## [課題内容]
就職活動中の学生との会話と内発的・外発的ビジョンを扱う以下の本文を、最後の文の続きから書き進めてください。

## [本文]
....
Thee Rang 跡地

https://solaponz.hatenadiary.jp/ 跡地

内発的ビジョン、外発的ビジョン

 人かの就職活動中の大学生と会話をさせて頂く機会があり、色々と思う事があった。

僕もかつて就職活動に精を出す1学生だった。今は社会人7年目、もはや中堅とも言うべきポジションになり、後輩を何人か抱え、業務に、業務外に、いくらかの責任らしきものを背負って仕事をするようになった。自分では余り意識していなかったが、やはり自分の考え方、物の見方というのはこの6年間で劇的に変わっている様だ。学生たちと会話していると、知らず知らずのうちに遷移していた自分の軸がどういう軌道を描いてきたものだったのかがあぶりだされるように感じる。

当たり前だが学生というのは多くの場合社会を知らないので、社会にどういう人達がいて、どういう力学で動いているのかという点について思いを巡らせることがとても苦手だ。それなのに、就職活動を通して、自己分析やら人生設計やらを学校や先輩に強要され、なにやら全体の一部が肥大化していたり、空洞化していたり、奇形化していたりする様な"あるべき自分"とか、"あるべき社会"が頭の中で出来上がる。会社やOB,OGの体験談に触れながらそれらを是正する事ができる人もいれば、より極端なものを作り上げる人もいる。

社会人というのは、一部の齟齬や矛盾の可能性に敏感なように出来ていて(かつて自分が経た道なのだから当たり前だ)、そういう奇妙な『夢』や『自己実現プラン』、『理想の社会』を語られると、僕なんかはほんのわずかでもおかしい部分に気がいってしまい話に集中できなくなってしまう。

かつて、夏目漱石は『現代日本の開花』(http://www.aozora.gr.jp/cards/000148/files/759.html)という演説を行った事があり、その中で『内発的の開花』『外発的の開花』という言葉を用いて持論を展開している。
....
## [データセットレコード]
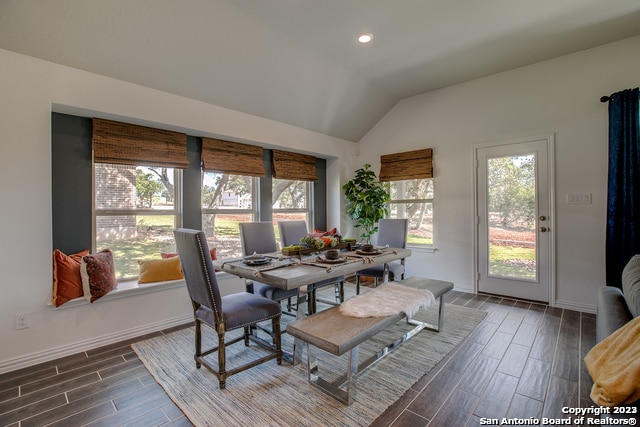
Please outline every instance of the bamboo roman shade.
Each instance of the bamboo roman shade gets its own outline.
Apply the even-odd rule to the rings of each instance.
[[[262,147],[256,145],[202,138],[202,163],[205,171],[265,176]]]
[[[273,177],[296,181],[317,181],[316,158],[306,154],[273,150]]]
[[[380,181],[433,178],[432,149],[380,156]]]
[[[189,167],[187,135],[94,118],[93,160],[186,169]]]

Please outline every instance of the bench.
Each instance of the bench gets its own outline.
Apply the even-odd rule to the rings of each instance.
[[[307,349],[307,370],[309,382],[319,387],[346,405],[355,401],[358,373],[397,349],[404,342],[423,329],[440,332],[444,327],[444,294],[453,289],[453,283],[441,280],[410,277],[396,283],[417,289],[428,289],[439,299],[437,325],[407,319],[415,327],[390,343],[378,353],[358,364],[358,347],[378,332],[405,318],[404,313],[387,317],[351,317],[343,315],[339,307],[332,307],[312,316],[296,320],[287,325],[287,333],[304,342]],[[375,292],[375,289],[370,292]],[[320,377],[316,349],[324,350],[334,356],[348,354],[346,374],[336,380],[327,381]]]

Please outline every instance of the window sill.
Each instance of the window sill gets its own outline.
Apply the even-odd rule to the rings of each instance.
[[[438,248],[435,246],[410,246],[407,245],[407,249],[411,249],[411,252],[423,253],[423,254],[433,254],[438,251]]]
[[[100,302],[112,301],[120,298],[128,298],[134,295],[142,295],[151,292],[164,291],[167,289],[180,288],[185,286],[184,279],[180,280],[171,280],[167,282],[155,282],[155,283],[138,283],[138,281],[129,281],[129,282],[120,282],[118,283],[118,287],[107,295],[103,296],[99,300],[91,303],[84,297],[75,298],[71,301],[67,301],[62,304],[60,307],[54,307],[54,305],[49,301],[47,305],[51,306],[53,310],[64,310],[67,308],[80,307],[89,304],[97,304]]]

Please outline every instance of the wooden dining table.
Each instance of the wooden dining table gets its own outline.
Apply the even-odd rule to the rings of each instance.
[[[328,260],[324,252],[304,256],[284,256],[280,252],[259,254],[269,259],[260,265],[247,264],[244,257],[218,259],[213,261],[216,269],[255,280],[280,289],[299,289],[297,318],[307,313],[307,285],[339,276],[348,276],[375,265],[387,265],[392,261],[411,256],[411,250],[404,248],[376,248],[374,252],[341,251],[339,260]],[[386,272],[385,272],[386,273]],[[388,274],[384,275],[387,281]],[[302,343],[294,340],[293,363],[298,363],[301,356]]]

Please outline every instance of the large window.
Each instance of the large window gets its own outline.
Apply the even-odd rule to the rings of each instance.
[[[242,255],[238,223],[256,221],[258,178],[202,174],[202,230],[218,258]]]
[[[175,249],[180,224],[178,170],[95,163],[95,248],[113,251],[118,280],[138,276],[138,261]]]
[[[433,245],[433,180],[409,179],[388,182],[389,218],[408,218],[409,246]]]
[[[240,255],[241,221],[286,217],[326,227],[322,159],[313,158],[319,165],[317,182],[276,184],[283,191],[272,201],[272,170],[267,162],[271,150],[210,142],[52,113],[53,249],[67,254],[111,249],[117,278],[125,281],[138,276],[139,260],[175,252],[175,227],[205,230],[218,258]],[[218,169],[225,165],[243,170]],[[263,165],[266,171],[259,170]],[[259,194],[264,195],[262,200]],[[311,207],[316,209],[313,218]],[[279,212],[272,215],[272,209]]]
[[[311,218],[311,194],[310,181],[296,181],[290,179],[272,180],[272,215],[276,232],[276,240],[279,242],[278,221],[306,221],[312,224]]]

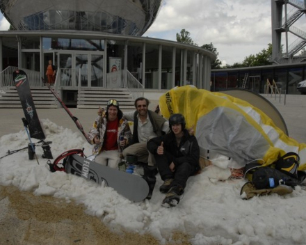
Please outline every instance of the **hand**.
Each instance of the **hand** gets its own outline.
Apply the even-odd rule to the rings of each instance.
[[[161,141],[161,145],[157,148],[157,154],[163,155],[163,142]]]
[[[119,145],[124,146],[125,145],[126,139],[123,139],[122,141],[119,141]]]
[[[190,135],[193,135],[195,134],[195,125],[192,125],[191,127],[187,129],[187,130]]]
[[[93,140],[93,142],[95,142],[95,144],[99,144],[100,143],[101,143],[101,141],[100,141],[100,139],[99,139],[99,137],[98,137],[98,136],[97,135],[96,135],[95,136],[95,139],[94,139],[94,140]]]
[[[99,106],[98,115],[100,116],[102,116],[103,115],[103,111],[104,111],[104,109],[102,109],[100,106]]]
[[[174,172],[175,171],[175,165],[173,163],[173,161],[169,165],[169,168],[171,171],[171,172]]]

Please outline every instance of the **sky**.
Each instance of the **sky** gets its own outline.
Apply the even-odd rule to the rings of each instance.
[[[176,40],[186,29],[199,46],[213,43],[223,65],[241,63],[272,42],[268,0],[165,0],[143,35]]]
[[[143,36],[176,41],[184,29],[198,45],[212,42],[223,64],[232,65],[268,47],[271,16],[268,0],[163,0]],[[0,30],[8,28],[0,14]]]
[[[49,119],[40,120],[54,157],[64,149],[90,145],[79,132],[59,126]],[[0,157],[26,147],[28,136],[20,131],[0,138]],[[32,139],[35,143],[38,140]],[[219,161],[204,168],[201,174],[191,177],[179,205],[173,208],[161,205],[165,195],[159,191],[162,181],[157,175],[156,185],[150,200],[133,203],[110,187],[102,187],[85,179],[66,174],[51,173],[47,159],[42,158],[42,149],[37,146],[34,159],[29,160],[27,150],[0,159],[0,184],[13,185],[22,191],[36,196],[51,196],[66,202],[83,204],[86,213],[100,219],[120,234],[120,230],[153,235],[161,244],[172,240],[179,231],[189,236],[192,245],[259,245],[305,244],[306,239],[306,191],[296,187],[286,196],[254,197],[243,200],[240,195],[244,180],[228,180],[229,168],[221,168]]]
[[[300,19],[303,29],[306,29],[304,19]],[[0,13],[0,30],[8,28]],[[143,36],[176,41],[176,33],[182,29],[188,31],[199,46],[212,42],[223,65],[241,63],[272,43],[271,3],[270,0],[163,0],[156,21]]]

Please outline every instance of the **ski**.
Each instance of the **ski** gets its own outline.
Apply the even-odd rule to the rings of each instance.
[[[22,109],[24,113],[31,138],[43,140],[46,139],[31,93],[30,85],[26,72],[17,70],[13,72],[13,79],[16,86]]]
[[[63,100],[60,98],[60,97],[58,96],[58,95],[57,94],[57,93],[52,89],[52,88],[51,88],[50,84],[49,84],[48,83],[47,83],[45,81],[45,79],[43,77],[42,77],[42,82],[48,87],[48,88],[50,90],[51,93],[52,93],[52,94],[54,95],[54,97],[56,98],[56,100],[58,101],[58,102],[62,105],[62,106],[64,108],[65,111],[66,111],[66,112],[68,113],[68,115],[70,116],[71,119],[72,119],[72,120],[74,122],[75,125],[76,125],[77,128],[81,131],[81,132],[82,133],[82,134],[84,136],[84,137],[86,139],[86,141],[89,143],[91,143],[90,140],[89,139],[88,136],[87,136],[87,134],[85,133],[84,129],[83,129],[83,126],[81,124],[80,121],[79,120],[79,119],[75,117],[74,116],[73,116],[73,114],[71,113],[71,111],[69,110],[69,109],[66,106],[66,105],[65,104],[65,103],[63,102]]]

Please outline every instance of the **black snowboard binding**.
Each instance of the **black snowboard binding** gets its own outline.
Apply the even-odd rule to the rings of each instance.
[[[175,186],[168,192],[165,199],[163,199],[161,205],[165,207],[172,207],[177,206],[180,200],[181,195],[184,193],[184,189],[182,187]]]
[[[51,152],[50,145],[48,142],[44,142],[42,145],[42,150],[44,153],[42,154],[42,158],[47,158],[48,159],[53,159],[52,153]]]
[[[33,150],[34,149],[34,150]],[[29,143],[28,144],[28,155],[29,159],[33,160],[34,159],[35,155],[35,143]]]

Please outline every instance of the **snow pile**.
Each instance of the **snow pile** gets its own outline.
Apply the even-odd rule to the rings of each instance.
[[[42,120],[46,141],[55,159],[64,151],[84,148],[91,155],[91,145],[80,133]],[[38,141],[32,139],[33,143]],[[26,147],[29,139],[20,131],[0,138],[0,157]],[[14,185],[35,195],[48,195],[74,200],[86,207],[86,213],[101,218],[111,227],[140,234],[150,232],[161,244],[171,241],[172,232],[188,234],[192,244],[305,244],[306,212],[303,210],[306,191],[300,187],[291,194],[255,197],[240,196],[244,180],[227,179],[228,171],[210,166],[189,178],[179,205],[161,206],[164,194],[159,191],[159,176],[150,200],[134,203],[109,187],[104,187],[63,172],[51,173],[36,148],[40,165],[29,160],[27,149],[0,159],[0,184]]]

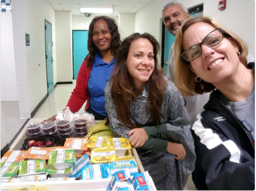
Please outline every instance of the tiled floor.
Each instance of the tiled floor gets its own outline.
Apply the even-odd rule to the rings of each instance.
[[[75,85],[75,80],[73,81],[73,84],[58,85],[28,123],[36,121],[42,121],[43,120],[57,114],[58,111],[62,111],[65,108]],[[84,111],[84,106],[85,105],[81,108],[79,111]],[[19,111],[18,108],[17,111]],[[9,114],[12,114],[11,111],[8,112]],[[192,181],[191,176],[189,176],[184,190],[196,190]]]
[[[1,102],[4,118],[4,126],[6,129],[7,140],[10,144],[13,138],[27,121],[27,119],[19,118],[18,101]]]
[[[65,108],[75,86],[76,80],[73,80],[73,84],[57,85],[30,121],[42,121],[56,115],[59,111],[62,111]],[[84,111],[84,108],[85,105],[79,112]]]

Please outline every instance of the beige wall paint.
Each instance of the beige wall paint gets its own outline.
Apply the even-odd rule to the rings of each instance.
[[[57,81],[72,82],[72,30],[71,11],[56,11]]]
[[[226,8],[218,9],[219,0],[180,0],[188,8],[203,3],[204,16],[218,22],[241,37],[255,57],[255,1],[227,0]],[[135,14],[135,31],[148,32],[160,42],[162,8],[169,0],[155,0]]]

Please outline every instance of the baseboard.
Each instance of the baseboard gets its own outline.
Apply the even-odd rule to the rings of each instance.
[[[56,84],[73,84],[72,82],[57,82]]]
[[[28,121],[30,120],[30,118],[27,119],[26,121],[24,123],[24,124],[23,124],[22,126],[19,129],[19,131],[18,131],[18,132],[16,134],[15,136],[14,136],[14,137],[13,138],[13,139],[10,141],[9,145],[11,145],[11,144],[13,144],[13,143],[14,142],[14,141],[16,139],[16,138],[18,137],[18,136],[19,136],[19,135],[21,133],[21,131],[22,131],[22,129],[24,128],[25,126],[27,125],[27,123],[28,123]],[[21,148],[22,147],[22,146],[21,145]]]
[[[36,112],[38,111],[38,109],[39,109],[40,106],[42,105],[42,104],[44,103],[44,102],[45,101],[45,100],[48,97],[48,94],[46,94],[46,96],[43,98],[43,99],[38,103],[38,105],[36,106],[36,107],[34,108],[34,109],[31,112],[31,118],[34,117]]]
[[[5,145],[5,146],[1,150],[1,158],[10,149],[9,143]]]

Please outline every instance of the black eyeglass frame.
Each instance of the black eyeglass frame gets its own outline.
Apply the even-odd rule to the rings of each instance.
[[[205,45],[205,44],[204,44],[203,42],[203,41],[205,40],[205,39],[208,36],[208,35],[209,34],[210,34],[211,33],[212,33],[212,32],[214,32],[214,31],[215,31],[215,30],[218,30],[220,33],[220,34],[222,34],[222,40],[220,40],[218,44],[216,44],[215,45],[214,45],[213,47],[208,47],[208,45]],[[183,51],[183,53],[182,54],[180,54],[180,56],[181,57],[182,57],[182,58],[185,60],[185,61],[186,61],[186,62],[192,62],[192,61],[194,61],[194,60],[195,60],[196,59],[197,59],[199,56],[200,56],[201,55],[202,55],[202,46],[203,45],[204,45],[205,46],[206,46],[206,47],[210,47],[210,48],[212,48],[212,47],[214,47],[215,46],[216,46],[217,45],[218,45],[218,44],[220,44],[220,42],[222,42],[222,40],[223,39],[223,38],[224,38],[224,36],[223,36],[223,31],[222,30],[222,29],[221,28],[216,28],[216,29],[214,29],[213,31],[212,31],[211,32],[210,32],[210,33],[209,33],[204,38],[203,38],[203,40],[200,42],[200,43],[199,43],[199,44],[197,44],[197,45],[192,45],[192,46],[191,46],[191,47],[190,47],[189,48],[187,48],[187,49],[186,49],[184,51]],[[200,48],[201,48],[201,52],[200,52],[200,55],[198,56],[198,57],[197,57],[195,59],[193,59],[193,60],[188,60],[187,59],[186,59],[186,56],[185,56],[185,52],[188,50],[189,50],[189,49],[191,49],[192,47],[194,47],[194,46],[197,46],[197,45],[199,45],[200,46]]]

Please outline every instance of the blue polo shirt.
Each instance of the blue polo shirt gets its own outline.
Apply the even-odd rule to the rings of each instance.
[[[114,70],[114,61],[113,58],[110,63],[106,63],[103,61],[99,53],[96,52],[88,82],[90,106],[95,112],[103,116],[106,116],[104,89]]]

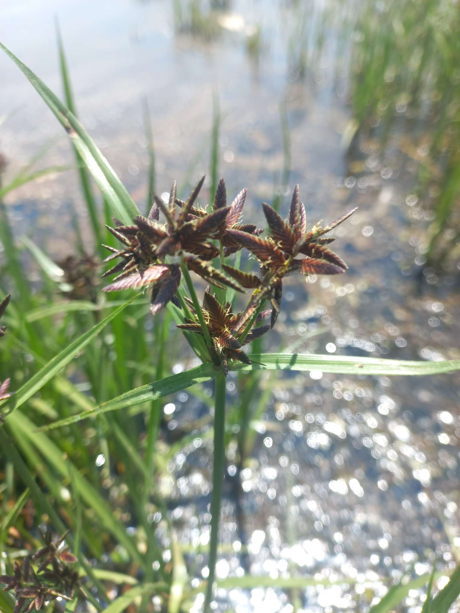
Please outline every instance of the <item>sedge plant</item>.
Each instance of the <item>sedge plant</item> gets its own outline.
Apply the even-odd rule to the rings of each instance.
....
## [演習結果]
(この講は、『漱石文明論集』という文庫本に収められている。これは大変な名著で、全体を通して、漱石のキレのある帰納法的視点と演繹法的思考がいかんなく発揮されていて、読むたびに新たな発見がある。つくづく、真の知識人とはすごいもんだ、と彼の慧眼にはただただ驚かされるばかりだ。漱石が今でいうブログやTwitterをやっていたとしたら、どういう事を書くんだろうなー。)


自然と内に醗酵して醸された礼式でないから取ってつけたようではなはだ見苦しい。これは開化じゃない、開化の一端とも云えないほどの些細な事であるが、そういう些細な事に至るまで、我々のやっている事は内発的でない、外発的である。これを一言にして云えば現代日本の開化は皮相上滑りの開化であると云う事に帰着するのである。無論一から十まで何から何までとは言わない。複雑な問題に対してそう過激の言葉は慎まなければ悪いが我々の開化の一部分、あるいは大部分はいくら己惚れてみても上滑りと評するより致し方がない。しかしそれが悪いからお止しなさいと云うのではない。事実やむをえない、涙を呑んで上滑りに滑って行かなければならないと云うのです。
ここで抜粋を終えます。